● Your instructions
Turn the lines, from the one containing "If you could point out the cobblestone" through the very last line, into a JSON list of strings with one string per line. Leave out any blank lines.
===== Dataset entries
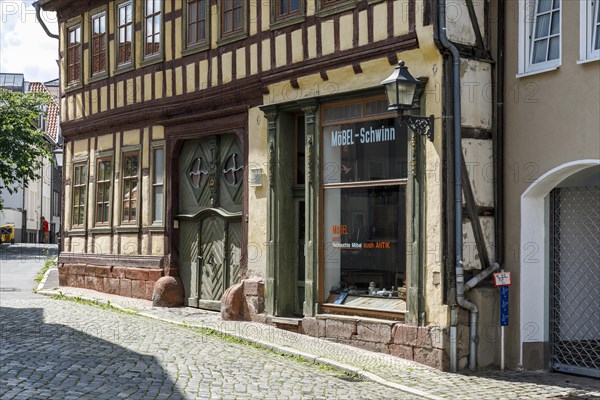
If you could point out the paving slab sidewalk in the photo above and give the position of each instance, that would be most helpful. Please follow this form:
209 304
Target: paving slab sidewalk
396 373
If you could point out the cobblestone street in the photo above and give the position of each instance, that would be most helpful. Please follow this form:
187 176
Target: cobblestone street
54 349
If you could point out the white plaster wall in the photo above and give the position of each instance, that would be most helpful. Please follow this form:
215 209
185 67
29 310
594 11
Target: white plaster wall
257 196
476 94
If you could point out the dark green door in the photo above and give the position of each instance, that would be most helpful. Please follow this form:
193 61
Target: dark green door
211 193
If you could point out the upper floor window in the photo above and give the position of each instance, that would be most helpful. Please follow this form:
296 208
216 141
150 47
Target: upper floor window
589 30
153 22
287 8
98 44
124 32
197 21
103 183
232 16
130 187
545 39
74 54
79 194
540 35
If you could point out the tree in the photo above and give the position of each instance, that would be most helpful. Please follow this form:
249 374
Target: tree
23 146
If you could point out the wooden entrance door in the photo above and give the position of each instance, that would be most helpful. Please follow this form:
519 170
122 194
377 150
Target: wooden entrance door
211 177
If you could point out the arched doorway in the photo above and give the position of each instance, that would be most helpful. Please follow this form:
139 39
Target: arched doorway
==========
● Full response
[
  "If you could point out the cobblestone street in the photo above and give the position of each instance, that would be most helpful. Please follow this form:",
  "187 176",
  "Target: cobblestone street",
  "54 349",
  "If you could point out the white plaster wall in the photo above and give the position of each instance, that would be most helpful. Please follow this form:",
  "215 209",
  "185 67",
  "29 310",
  "594 11",
  "Target: white plaster wall",
  "257 196",
  "476 94",
  "If you could point out the dark green door in the photo above and give the position of each instance, that would be most helpful. Please follow this form:",
  "193 61",
  "Target: dark green door",
  "211 193",
  "If you could point out the upper floor window in the photo above and give the position of each instance, that would be most helpful. Please follow this form:",
  "296 208",
  "216 141",
  "150 47",
  "Target: upper floor window",
  "589 30",
  "153 22",
  "287 8",
  "98 44",
  "124 32",
  "197 21",
  "103 183",
  "232 16",
  "130 187",
  "545 39",
  "74 54",
  "79 194",
  "540 35",
  "If you could point out the tree in the photo above and give the position of each instance, that would be most helpful. Please follow this form:",
  "249 374",
  "Target: tree",
  "23 146",
  "If you could point out the wooden entrance door in the photo above and give the position of each instance, that would be most helpful. Please follow this form:",
  "519 170",
  "122 194",
  "377 150",
  "Target: wooden entrance door",
  "211 177",
  "If you could point out the arched doorway in the photo above and give the position of each instance, that would be most helpful. Please follow this form:",
  "139 39",
  "Target: arched doorway"
]